Extract Start Marker

Arts & Entertainment
2 min

Being Scene

Overcoming mental illness with artistic expression

"It was easier for me to come out as a lesbian person than it was to come out as someone who has mental illness," says artist Lisa Walter.
From Dali’s eccentric behaviour to Van Gogh’s famous flirtation with self-mutilation, artists have long given the impression that they experience the world somewhat differently than do most people. After all, making paintings of melting clocks, choosing an anteater for a pet or cutting off your own ear doesn’t necessarily scream well-adjusted to the casual observer. But despite (or perhaps due to) these and so many other artists’ occasional struggles with mental illness, their contributions to the beauty of our world is undeniable. And making art can be a wonderful form of therapy. 
 
“When mental illness is something that is so isolating and stigmatizing, it can feel incredibly good to have just created something that people relate to,” says Lisa Walter, a Toronto artist living with borderline personality disorder. “People become eager to express their issues.”
 
Walter is one of the jurors of this year’s Being Scene series. Now in its 12th year, it’s an exhibition of works by artists involved with the mental health community. The exhibit is run by Workman Arts, a multidisciplinary company founded in 1987 by health professionals who believe creative expression is integral to treating mental illness and addiction. Working together with the Centre for Addiction and Mental Health (CAMH) in Toronto, the organization boasts more than 230 active members, all from the mental health community. That partnership means a great deal to artists like Walter.

Extract End Marker
Record extracts Start Marker

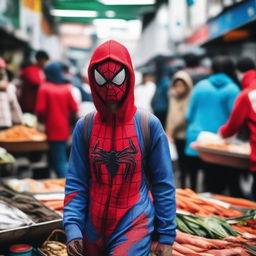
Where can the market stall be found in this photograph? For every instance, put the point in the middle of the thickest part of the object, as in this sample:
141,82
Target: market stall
22,141
207,224
213,149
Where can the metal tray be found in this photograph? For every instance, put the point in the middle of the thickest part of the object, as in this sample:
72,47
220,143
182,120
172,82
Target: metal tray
24,146
222,157
34,233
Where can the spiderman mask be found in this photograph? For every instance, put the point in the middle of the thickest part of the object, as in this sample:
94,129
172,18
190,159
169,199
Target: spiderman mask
110,79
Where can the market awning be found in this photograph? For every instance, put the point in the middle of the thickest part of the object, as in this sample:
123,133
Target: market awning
103,9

Record extracts End Marker

_Problems and tasks_
A – In the Being Scene article, in what year was Workman Arts founded?
B – Copy the Being Scene article from "Overcoming mental illness" to "artist Lisa Walter.".

_Responses by item number_
A – 1987

B –
Overcoming mental illness with artistic expression

"It was easier for me to come out as a lesbian person than it was to come out as someone who has mental illness," says artist Lisa Walter.